ASSIGNMENT:
Filter the entries for the word "crowd". Copy each line that has it.

(Point-per-instance localization data)
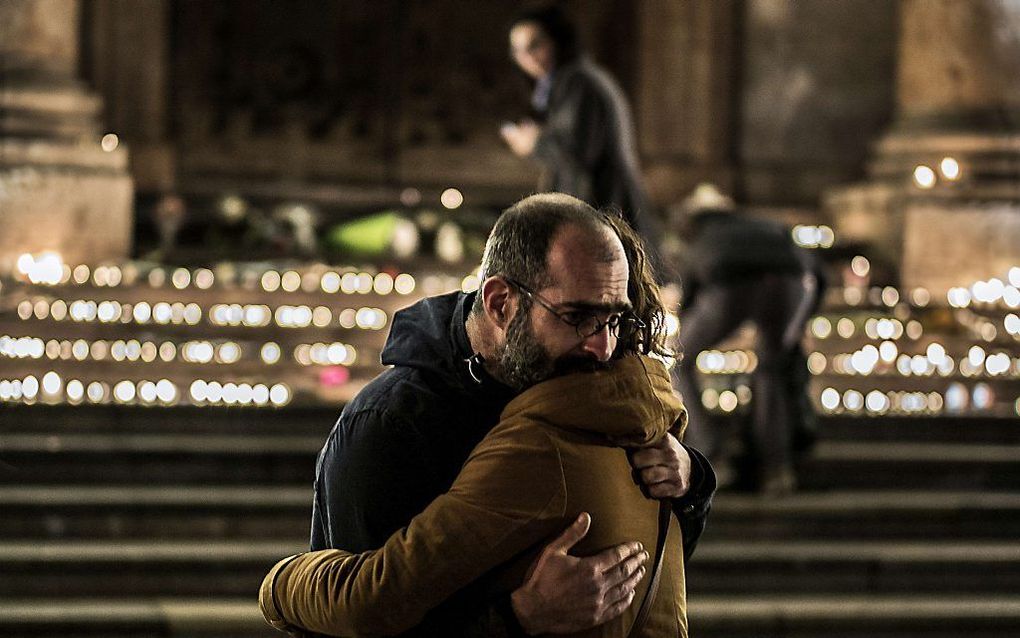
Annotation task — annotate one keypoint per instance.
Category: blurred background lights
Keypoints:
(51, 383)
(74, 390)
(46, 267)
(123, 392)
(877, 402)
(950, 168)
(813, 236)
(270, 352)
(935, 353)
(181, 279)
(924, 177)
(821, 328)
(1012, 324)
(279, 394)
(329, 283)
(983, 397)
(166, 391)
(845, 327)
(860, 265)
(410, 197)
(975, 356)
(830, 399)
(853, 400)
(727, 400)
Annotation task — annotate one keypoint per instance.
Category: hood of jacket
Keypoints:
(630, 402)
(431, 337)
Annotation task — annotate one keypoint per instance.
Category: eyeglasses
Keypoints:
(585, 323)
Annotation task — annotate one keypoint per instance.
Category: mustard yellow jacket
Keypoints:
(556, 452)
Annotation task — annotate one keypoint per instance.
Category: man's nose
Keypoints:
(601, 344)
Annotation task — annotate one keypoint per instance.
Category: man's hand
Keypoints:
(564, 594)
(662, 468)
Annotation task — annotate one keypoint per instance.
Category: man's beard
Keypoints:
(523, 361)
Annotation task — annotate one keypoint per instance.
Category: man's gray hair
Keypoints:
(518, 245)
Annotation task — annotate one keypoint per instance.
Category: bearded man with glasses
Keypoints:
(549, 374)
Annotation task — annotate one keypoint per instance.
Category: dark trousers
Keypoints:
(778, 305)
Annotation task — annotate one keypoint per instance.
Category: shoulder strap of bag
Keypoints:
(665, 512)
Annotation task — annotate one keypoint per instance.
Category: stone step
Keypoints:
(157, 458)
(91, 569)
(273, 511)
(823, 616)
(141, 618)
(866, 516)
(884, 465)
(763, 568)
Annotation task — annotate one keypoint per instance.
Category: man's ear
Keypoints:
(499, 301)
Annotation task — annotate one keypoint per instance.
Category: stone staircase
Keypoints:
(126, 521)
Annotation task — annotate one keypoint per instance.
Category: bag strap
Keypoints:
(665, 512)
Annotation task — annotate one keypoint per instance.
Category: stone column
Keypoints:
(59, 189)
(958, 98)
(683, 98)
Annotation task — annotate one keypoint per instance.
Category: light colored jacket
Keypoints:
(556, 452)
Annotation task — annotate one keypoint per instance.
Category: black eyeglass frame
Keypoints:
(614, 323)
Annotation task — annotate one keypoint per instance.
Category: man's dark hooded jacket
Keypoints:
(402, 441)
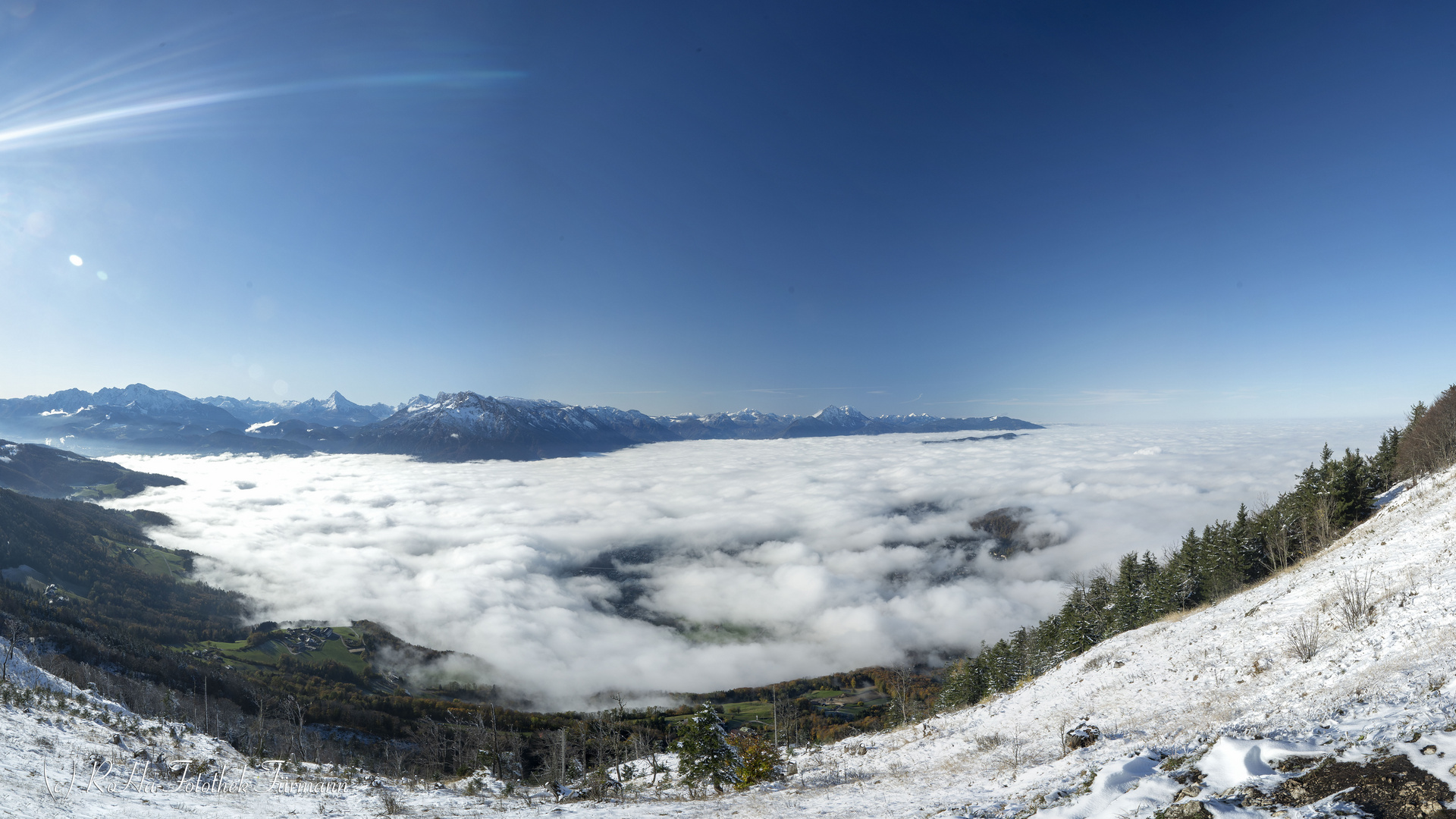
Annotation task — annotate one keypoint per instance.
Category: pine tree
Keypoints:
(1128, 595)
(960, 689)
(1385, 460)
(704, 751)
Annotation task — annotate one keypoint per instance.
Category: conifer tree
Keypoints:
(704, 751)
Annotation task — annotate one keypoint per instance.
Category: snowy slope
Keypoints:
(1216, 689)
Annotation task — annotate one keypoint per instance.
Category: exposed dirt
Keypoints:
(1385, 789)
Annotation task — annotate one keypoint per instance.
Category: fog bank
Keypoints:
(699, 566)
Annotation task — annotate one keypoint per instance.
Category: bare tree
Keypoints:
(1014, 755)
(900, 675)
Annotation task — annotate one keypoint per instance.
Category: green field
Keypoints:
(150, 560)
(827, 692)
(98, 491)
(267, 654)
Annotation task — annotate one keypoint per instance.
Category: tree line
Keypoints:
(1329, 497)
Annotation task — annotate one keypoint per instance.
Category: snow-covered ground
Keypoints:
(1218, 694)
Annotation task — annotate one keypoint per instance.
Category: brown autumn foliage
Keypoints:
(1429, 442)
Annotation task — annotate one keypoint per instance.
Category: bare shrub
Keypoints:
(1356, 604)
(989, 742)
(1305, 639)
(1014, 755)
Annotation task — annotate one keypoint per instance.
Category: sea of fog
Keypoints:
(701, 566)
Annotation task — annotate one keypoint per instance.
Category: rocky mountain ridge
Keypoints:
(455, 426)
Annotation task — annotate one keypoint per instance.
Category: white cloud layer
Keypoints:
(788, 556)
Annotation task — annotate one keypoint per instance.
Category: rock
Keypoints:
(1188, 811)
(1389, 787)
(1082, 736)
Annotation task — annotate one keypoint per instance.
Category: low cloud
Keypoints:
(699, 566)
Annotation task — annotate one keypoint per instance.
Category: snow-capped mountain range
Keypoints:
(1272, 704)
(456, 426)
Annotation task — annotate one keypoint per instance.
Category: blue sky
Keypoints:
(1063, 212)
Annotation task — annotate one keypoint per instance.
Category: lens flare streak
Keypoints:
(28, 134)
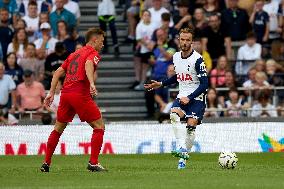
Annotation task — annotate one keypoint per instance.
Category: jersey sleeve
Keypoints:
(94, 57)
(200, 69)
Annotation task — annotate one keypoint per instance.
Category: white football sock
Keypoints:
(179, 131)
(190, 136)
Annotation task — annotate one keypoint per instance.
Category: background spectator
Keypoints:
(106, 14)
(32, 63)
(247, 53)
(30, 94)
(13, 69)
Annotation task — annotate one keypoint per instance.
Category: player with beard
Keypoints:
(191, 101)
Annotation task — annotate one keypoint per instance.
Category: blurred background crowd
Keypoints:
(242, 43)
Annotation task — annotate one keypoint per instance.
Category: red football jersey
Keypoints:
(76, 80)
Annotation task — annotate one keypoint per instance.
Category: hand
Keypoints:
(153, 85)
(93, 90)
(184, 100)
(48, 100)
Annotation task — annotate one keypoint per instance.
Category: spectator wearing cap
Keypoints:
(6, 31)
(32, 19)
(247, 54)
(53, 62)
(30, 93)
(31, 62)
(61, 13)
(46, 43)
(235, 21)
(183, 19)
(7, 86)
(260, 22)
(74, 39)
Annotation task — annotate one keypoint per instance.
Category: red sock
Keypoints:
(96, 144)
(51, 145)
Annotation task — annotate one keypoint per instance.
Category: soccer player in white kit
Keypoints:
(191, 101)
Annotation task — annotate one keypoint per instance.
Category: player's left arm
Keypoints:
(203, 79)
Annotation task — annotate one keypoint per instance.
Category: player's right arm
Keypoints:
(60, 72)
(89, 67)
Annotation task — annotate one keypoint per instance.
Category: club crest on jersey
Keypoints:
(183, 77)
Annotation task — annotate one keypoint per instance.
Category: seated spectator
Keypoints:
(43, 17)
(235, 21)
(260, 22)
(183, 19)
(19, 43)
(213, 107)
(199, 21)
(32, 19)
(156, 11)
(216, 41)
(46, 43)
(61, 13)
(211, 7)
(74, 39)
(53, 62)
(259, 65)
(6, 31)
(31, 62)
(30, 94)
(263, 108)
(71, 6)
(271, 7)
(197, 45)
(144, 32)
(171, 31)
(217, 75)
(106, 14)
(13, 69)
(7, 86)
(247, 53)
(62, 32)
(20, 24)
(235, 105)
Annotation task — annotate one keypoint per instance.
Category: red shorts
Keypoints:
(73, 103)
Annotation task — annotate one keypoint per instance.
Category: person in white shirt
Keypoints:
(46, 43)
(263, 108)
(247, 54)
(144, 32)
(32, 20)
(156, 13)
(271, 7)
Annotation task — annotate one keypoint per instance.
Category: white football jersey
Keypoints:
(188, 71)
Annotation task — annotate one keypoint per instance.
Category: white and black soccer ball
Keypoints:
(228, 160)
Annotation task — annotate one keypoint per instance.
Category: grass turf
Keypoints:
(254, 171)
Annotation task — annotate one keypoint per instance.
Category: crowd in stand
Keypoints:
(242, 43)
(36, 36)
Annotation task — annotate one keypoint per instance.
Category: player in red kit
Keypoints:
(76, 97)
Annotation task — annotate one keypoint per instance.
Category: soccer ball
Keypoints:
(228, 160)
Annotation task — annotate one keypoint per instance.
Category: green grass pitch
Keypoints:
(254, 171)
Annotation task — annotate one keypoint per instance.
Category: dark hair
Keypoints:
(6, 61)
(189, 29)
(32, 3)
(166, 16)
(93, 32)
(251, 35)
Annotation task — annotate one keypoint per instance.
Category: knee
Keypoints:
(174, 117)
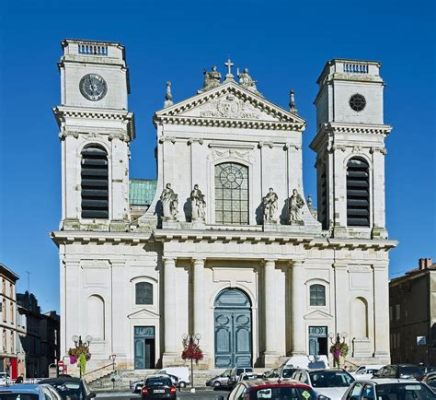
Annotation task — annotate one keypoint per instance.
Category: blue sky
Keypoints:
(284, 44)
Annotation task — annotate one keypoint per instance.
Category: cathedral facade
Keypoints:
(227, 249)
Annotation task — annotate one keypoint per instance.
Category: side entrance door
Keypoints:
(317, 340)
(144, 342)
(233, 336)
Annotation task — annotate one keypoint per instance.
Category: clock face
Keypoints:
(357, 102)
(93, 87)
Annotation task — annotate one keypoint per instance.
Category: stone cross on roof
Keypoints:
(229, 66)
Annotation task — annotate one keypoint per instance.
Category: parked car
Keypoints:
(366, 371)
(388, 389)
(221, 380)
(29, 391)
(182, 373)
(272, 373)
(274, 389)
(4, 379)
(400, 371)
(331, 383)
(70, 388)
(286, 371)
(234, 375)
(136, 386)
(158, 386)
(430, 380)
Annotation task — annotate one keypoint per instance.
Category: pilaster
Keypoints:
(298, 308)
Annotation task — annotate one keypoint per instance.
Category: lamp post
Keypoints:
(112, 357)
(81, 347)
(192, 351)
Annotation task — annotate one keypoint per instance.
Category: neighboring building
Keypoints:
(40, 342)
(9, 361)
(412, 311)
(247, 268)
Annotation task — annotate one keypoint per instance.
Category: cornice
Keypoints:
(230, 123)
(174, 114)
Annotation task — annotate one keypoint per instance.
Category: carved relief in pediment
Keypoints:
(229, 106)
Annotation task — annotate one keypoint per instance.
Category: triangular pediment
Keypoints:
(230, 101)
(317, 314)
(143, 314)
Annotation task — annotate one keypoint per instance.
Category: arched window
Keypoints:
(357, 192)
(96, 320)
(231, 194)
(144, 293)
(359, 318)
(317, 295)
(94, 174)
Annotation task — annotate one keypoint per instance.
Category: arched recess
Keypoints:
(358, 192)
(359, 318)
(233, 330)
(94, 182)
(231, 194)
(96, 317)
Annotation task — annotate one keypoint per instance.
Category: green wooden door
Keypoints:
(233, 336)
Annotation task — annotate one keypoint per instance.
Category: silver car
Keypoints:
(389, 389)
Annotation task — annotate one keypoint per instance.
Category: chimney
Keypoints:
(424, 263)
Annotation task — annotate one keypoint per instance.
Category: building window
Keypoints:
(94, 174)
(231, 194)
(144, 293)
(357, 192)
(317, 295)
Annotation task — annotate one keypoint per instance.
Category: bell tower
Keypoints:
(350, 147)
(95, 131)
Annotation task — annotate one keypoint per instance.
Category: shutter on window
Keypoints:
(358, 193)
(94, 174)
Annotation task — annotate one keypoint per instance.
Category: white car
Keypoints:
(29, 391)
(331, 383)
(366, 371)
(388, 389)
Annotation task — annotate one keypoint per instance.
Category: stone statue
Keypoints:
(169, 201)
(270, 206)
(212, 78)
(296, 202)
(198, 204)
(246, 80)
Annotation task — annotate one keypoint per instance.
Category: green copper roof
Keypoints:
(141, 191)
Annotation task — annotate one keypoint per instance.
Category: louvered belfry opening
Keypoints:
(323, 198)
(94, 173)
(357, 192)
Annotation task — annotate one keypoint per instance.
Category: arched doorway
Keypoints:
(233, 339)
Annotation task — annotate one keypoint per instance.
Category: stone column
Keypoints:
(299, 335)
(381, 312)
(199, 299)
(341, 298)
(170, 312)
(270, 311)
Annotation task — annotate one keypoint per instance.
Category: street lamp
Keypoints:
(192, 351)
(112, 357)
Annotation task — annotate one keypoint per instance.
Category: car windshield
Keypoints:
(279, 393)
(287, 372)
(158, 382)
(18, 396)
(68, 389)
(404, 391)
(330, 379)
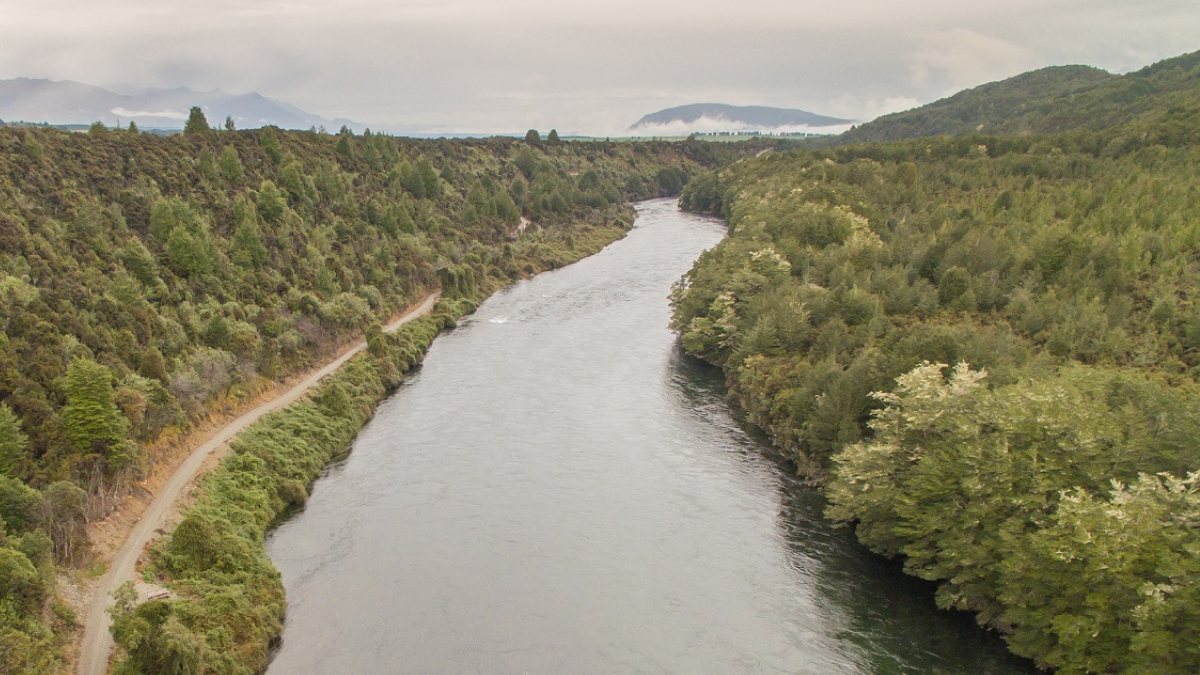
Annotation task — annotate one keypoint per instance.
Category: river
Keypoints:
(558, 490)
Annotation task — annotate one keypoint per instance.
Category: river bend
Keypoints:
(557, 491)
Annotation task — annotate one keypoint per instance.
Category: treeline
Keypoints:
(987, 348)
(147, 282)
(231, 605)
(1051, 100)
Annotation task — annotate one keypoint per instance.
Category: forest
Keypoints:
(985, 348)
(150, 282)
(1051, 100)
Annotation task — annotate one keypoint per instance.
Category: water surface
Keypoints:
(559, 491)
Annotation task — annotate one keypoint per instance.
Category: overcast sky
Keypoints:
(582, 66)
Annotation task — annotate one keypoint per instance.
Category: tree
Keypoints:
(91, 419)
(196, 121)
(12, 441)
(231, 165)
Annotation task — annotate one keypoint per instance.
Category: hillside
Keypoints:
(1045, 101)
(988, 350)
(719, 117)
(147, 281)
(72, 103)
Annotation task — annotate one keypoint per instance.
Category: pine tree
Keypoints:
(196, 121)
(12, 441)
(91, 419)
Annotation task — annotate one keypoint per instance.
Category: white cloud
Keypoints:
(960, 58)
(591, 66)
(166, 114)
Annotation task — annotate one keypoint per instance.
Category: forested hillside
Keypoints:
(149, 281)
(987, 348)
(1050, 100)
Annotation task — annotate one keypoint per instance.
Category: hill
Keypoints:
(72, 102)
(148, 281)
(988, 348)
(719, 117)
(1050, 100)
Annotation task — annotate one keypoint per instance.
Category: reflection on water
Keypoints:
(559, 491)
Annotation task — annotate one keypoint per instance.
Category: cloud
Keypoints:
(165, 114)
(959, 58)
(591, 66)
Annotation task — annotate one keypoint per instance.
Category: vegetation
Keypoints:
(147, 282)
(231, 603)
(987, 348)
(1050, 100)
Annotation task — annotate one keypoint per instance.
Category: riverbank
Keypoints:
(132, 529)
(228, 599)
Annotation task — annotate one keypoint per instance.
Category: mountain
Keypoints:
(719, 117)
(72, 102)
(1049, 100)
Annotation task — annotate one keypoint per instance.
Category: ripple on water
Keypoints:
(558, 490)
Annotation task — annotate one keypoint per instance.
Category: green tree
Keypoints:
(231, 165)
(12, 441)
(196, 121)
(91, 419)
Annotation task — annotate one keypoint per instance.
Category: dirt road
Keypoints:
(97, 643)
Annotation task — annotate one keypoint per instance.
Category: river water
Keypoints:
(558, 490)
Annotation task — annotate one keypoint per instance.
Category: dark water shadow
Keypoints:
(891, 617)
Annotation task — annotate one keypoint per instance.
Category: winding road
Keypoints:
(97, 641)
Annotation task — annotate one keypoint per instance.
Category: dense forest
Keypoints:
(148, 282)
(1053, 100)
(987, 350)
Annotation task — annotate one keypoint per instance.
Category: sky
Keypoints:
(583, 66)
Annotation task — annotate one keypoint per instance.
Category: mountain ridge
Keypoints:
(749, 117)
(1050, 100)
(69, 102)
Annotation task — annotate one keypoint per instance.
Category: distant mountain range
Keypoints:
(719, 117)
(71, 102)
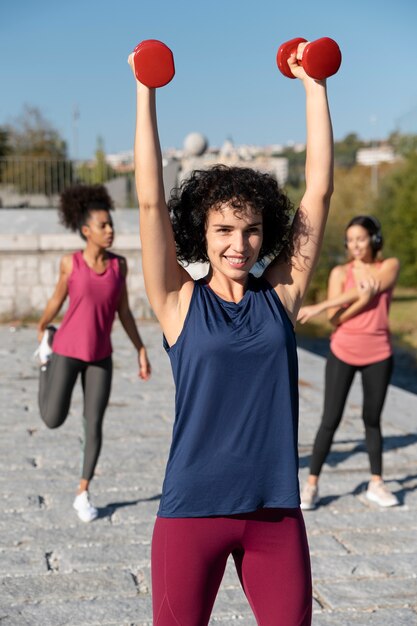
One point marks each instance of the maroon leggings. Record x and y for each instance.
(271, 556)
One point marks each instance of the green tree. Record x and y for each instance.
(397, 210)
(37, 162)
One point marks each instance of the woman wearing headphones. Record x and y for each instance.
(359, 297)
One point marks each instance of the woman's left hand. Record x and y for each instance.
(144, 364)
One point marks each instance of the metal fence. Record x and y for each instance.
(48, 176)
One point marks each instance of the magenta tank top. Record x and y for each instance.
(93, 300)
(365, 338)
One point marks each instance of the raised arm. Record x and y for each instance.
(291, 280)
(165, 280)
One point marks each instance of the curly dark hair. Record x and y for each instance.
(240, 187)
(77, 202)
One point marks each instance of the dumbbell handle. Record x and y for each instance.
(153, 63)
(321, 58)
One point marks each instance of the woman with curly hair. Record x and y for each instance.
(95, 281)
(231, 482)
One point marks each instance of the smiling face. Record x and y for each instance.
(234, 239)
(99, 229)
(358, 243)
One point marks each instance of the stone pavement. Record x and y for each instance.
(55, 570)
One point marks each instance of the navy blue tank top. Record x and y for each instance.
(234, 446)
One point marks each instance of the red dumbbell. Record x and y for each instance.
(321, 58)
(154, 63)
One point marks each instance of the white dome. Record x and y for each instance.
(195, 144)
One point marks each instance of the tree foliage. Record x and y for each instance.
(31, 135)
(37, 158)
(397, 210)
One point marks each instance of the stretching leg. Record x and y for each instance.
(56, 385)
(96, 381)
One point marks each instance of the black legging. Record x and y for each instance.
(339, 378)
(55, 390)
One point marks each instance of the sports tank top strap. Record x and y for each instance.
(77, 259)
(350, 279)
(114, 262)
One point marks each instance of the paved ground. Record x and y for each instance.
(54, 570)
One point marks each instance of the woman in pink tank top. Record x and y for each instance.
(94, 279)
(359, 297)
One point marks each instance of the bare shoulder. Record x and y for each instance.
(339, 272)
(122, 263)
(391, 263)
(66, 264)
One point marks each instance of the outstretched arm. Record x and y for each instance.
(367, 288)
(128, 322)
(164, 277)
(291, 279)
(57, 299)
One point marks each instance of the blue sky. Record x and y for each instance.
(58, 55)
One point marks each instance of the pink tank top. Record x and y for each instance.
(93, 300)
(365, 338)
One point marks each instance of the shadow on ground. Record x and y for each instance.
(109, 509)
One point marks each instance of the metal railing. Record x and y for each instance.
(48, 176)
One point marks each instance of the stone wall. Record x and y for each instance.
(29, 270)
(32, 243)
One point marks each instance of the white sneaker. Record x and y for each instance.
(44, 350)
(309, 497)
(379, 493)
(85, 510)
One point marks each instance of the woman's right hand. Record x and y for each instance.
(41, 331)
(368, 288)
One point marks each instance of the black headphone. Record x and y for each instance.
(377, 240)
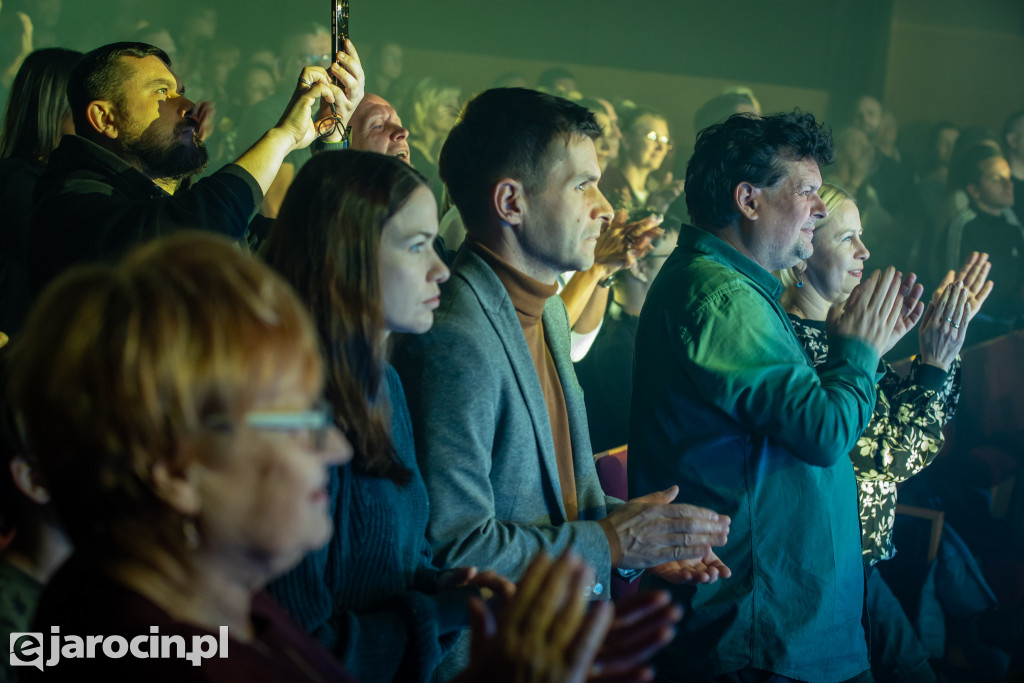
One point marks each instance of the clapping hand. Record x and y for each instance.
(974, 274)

EXERCISE ANSWER:
Category: blurred background crowd
Category: crowd in stand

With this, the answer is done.